*ACTION ITEM A*
Decide whether each of the statements (i), (ii), and (iii) agrees with the text on the Sixth Circuit ruling, and for each give yes or no along with the deciding words of the text, quoted exactly. (i) The Sixth Circuit decided that Section 502(a)(2) claims can never fall within the scope of an arbitration clause in an individual employment agreement. (ii) The court found that the agreements established the plaintiffs' consent to arbitration but not the plan's. (iii) The Second, Seventh, and Ninth Circuits reached their results for the same reasons.
*ACTION ITEM B*
Reproduce word for word the stretch of the text on the Sixth Circuit ruling from "The Sixth Circuit’s" through "Seventh Circuit decisions).".

*TEXT FOR ANALYSIS*
The Sixth Circuit affirmed.  While the court stopped short of deciding whether Section 502(a)(2) claims could ever fall within the scope of an arbitration clause in an individual employment agreement, it held that plaintiffs’ claims did not fall within the arbitration clauses here.  The court reasoned that because such claims “belong” to the Plan, they cannot be forced into arbitration based on agreements that bind only individual participants.  Moreover, the court found that, in this case, the agreements established only plaintiffs’ consent to arbitration, but not the plan’s.

Proskauer’s Perspective

The Sixth Circuit’s decision is notable in several ways.  For one, it joins the Second, Seventh, and Ninth Circuits in rejecting arbitration of Section 502(a)(2) claims based on a clause in an individual employment agreement, though these courts reached the same result based on varied reasons, including that the clause did not reach ERISA claims (as opposed to typical employment-related claims) and that the clause violated the “effective vindication” exception to the Federal Arbitration Act where it would limit the relief authorized under Section 502(a)(2) (see our previous blog posts discussing the Second and Seventh Circuit decisions).

*DATASET*
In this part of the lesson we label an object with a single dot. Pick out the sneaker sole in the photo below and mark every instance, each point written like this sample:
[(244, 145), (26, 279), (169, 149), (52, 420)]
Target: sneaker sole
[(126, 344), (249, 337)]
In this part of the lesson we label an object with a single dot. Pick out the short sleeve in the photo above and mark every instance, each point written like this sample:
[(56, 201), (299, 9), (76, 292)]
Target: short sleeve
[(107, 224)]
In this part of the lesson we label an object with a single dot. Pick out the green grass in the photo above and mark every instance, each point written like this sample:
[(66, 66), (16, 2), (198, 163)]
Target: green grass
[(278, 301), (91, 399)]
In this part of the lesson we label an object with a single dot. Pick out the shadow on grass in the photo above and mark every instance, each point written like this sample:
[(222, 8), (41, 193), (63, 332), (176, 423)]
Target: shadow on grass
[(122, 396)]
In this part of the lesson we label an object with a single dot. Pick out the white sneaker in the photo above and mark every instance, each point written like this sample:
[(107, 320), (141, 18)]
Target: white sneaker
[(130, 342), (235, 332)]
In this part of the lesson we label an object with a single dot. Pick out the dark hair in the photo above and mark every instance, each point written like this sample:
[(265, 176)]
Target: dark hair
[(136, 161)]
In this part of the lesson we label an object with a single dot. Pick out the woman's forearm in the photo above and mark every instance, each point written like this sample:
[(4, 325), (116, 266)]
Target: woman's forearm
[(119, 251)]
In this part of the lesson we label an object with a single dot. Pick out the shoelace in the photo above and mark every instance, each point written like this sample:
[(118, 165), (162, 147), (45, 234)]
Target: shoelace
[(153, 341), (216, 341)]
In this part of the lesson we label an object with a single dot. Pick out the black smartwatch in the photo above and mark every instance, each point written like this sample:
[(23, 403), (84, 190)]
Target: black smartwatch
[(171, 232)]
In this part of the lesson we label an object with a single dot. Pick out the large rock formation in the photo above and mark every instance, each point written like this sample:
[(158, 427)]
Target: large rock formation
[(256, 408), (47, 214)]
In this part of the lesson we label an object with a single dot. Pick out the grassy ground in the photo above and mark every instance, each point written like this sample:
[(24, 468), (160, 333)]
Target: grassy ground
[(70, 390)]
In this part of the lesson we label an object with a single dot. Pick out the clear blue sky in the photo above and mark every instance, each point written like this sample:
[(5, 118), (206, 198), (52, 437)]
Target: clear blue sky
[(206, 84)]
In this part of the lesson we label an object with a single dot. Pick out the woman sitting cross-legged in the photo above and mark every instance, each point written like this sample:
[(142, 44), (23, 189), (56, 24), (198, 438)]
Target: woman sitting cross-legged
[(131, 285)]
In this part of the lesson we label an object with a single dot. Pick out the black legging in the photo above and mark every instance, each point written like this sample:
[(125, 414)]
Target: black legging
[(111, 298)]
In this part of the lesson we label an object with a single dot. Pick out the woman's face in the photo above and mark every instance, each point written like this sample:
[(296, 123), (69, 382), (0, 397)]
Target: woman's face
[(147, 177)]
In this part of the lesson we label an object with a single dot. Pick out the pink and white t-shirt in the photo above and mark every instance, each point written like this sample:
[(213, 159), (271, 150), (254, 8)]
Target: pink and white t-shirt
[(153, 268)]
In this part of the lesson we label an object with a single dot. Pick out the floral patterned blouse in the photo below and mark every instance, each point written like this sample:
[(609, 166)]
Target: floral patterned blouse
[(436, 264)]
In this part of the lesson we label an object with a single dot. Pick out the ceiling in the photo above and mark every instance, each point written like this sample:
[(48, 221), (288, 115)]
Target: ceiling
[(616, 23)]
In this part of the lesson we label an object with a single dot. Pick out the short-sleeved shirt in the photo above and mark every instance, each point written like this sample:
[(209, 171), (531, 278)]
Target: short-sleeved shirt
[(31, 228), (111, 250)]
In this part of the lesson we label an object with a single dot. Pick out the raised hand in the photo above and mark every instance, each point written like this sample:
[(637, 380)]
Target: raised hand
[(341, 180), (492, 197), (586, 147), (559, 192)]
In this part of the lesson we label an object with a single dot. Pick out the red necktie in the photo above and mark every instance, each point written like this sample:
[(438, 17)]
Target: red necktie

*EXERCISE OUTPUT A*
(i) No: "While the court stopped short of deciding whether Section 502(a)(2) claims could ever fall within the scope of an arbitration clause in an individual employment agreement"
(ii) Yes: "the agreements established only plaintiffs’ consent to arbitration, but not the plan’s"
(iii) No: "though these courts reached the same result based on varied reasons"

*EXERCISE OUTPUT B*
The Sixth Circuit’s decision is notable in several ways.  For one, it joins the Second, Seventh, and Ninth Circuits in rejecting arbitration of Section 502(a)(2) claims based on a clause in an individual employment agreement, though these courts reached the same result based on varied reasons, including that the clause did not reach ERISA claims (as opposed to typical employment-related claims) and that the clause violated the “effective vindication” exception to the Federal Arbitration Act where it would limit the relief authorized under Section 502(a)(2) (see our previous blog posts discussing the Second and Seventh Circuit decisions).